Extract to read:

# Cheapest HGVC points?



## Present (Jan 21, 2008)

I saw an ad on ebay.  I'm not sure if I read it right so I thought I'd ask.  Can you book partial weeks with the HGVC?  I live in Florida and like to go away for a few weekends a year in Florida (beach and / or Orlando) so HGVC seems like it would be ideal.  How much should I pay for points?  Is there certain home resorts / or timeframes I should try to avoid?

Thanks,
:whoopie:


----------



## UWSurfer (Jan 21, 2008)

Yes, with HGVC you can book partial weeks within their system of resorts. 

Point pricing vary depending on season and resort...but resale commonly run $1.5 - $2 a point...sometimes less.  Two things to keep in mind with HGVC developed properties is the maintenance fee's are the based on the size of the unit you are purchasing.  (ie: a 1 bdrm unit). 

The number of points they value that unit is based upon the season.  A higher demand season (Plantnum) will yield more points than a less demand season (Gold/Siver).  Regardless of the color, each year the maintenance fee bill will be based on the unit size, not the number of points your season is worth.   Thus platnum weeks tend to be more value (& bang for the MF buck) than gold weeks or sliver weeks.  They also cost more per point initially going in.

HGVC is a very nice and flexible system.


----------



## MadDawg (Jan 21, 2008)

Given records:
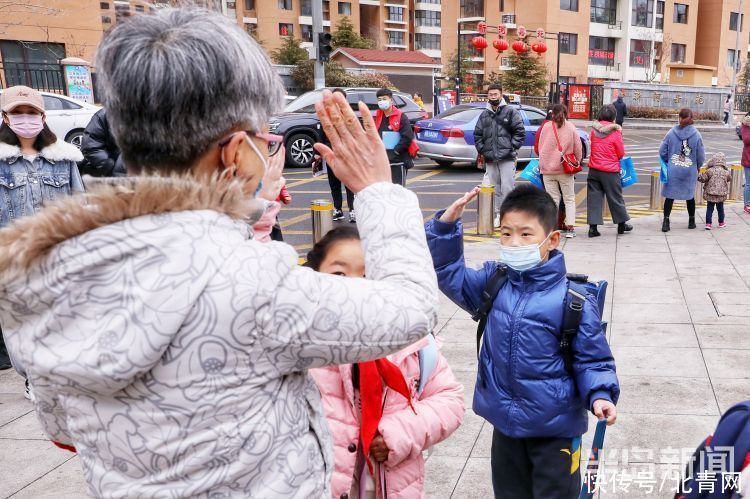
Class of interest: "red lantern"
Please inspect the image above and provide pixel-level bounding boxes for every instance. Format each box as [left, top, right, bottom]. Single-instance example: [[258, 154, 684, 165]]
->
[[492, 38, 510, 53], [531, 42, 547, 57], [471, 36, 487, 51], [513, 40, 529, 54]]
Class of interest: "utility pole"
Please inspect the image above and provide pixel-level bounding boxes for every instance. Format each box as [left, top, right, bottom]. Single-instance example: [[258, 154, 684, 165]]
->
[[310, 0, 326, 88], [727, 0, 745, 125]]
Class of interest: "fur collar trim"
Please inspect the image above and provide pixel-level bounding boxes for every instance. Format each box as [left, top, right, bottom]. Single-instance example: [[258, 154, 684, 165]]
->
[[0, 176, 264, 282], [0, 140, 83, 163], [591, 121, 622, 135]]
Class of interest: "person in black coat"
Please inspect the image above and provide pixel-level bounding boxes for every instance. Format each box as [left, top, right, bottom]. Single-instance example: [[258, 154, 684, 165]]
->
[[81, 109, 127, 177], [614, 95, 628, 126]]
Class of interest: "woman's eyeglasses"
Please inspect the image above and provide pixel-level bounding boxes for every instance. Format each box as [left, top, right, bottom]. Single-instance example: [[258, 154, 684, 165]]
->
[[219, 130, 284, 158]]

What to do:
**a.** Answer these from the HGVC points thread:
(i) In which state does the first poster live?
(ii) What price range per point is given for resale points?
(iii) What is the yearly maintenance fee based on?
**b.** Continue the HGVC points thread from its last line.

Answers to the tasks:
**a.**
(i) Florida
(ii) $1.5 to $2 a point, sometimes less
(iii) The size of the unit, not the number of points the season is worth

**b.**
HGVC has 'Right of First Refusal'.  Basically saying that if the seller is selling the unit on the secondary market for to cheap a price, it is highly likely that Hilton will excersice the Right of First Refusal and buy the property itself leaving you the buyer back looking for something.

We just purchased a 7000 point unit from a broker that knocks around here a lot.  We were informed that typically the break point was around $1.65 per point.  We went a little over that just to ensure we got the sale.

Each resort has it's own yearly maint fees.  The ones in Las Vegas has some of the lowest.  But, as UWSurfer pointed out, it also depends on the size of unit you buy into.  

For example.  A 5000 point package is a two bedroom gold season.  A 7000 point package is a two bedroom plat season.  The 7000 point package will cost you more initially, but has the same yearly maint fees (around $900 in Orlando) as the 5000 point package because the unit size is the same.

You also get a membership into RCI.  You stay at an RCI resort (typically Gold or Silver crown) using your HGVC points, but you have to pay a $170 'transfer fee' and then any cleaning fees the location may charge.  If you stay less than a week at the RCI resort I believe it's $40/night 'transfer fee'.

Two of the 'cons' of the HGVC system are it's lack of true HGVC locations and it's nickle and dime you fees.  On the plus side, it's one of the more flexible systems.

Hope this helps.


----------



## PigsDad (Jan 21, 2008)

Just a quick note on the partial weeks w/ HGVC.  The only restriction is that they have a 3-night minimum for a reservation that can be made up to 9 months in advance.  Unlike some other systems that have partial week reservations, with HGVC you can reserve any part of the week, or even more than a week (10 days, for example) -- as long as you have available points.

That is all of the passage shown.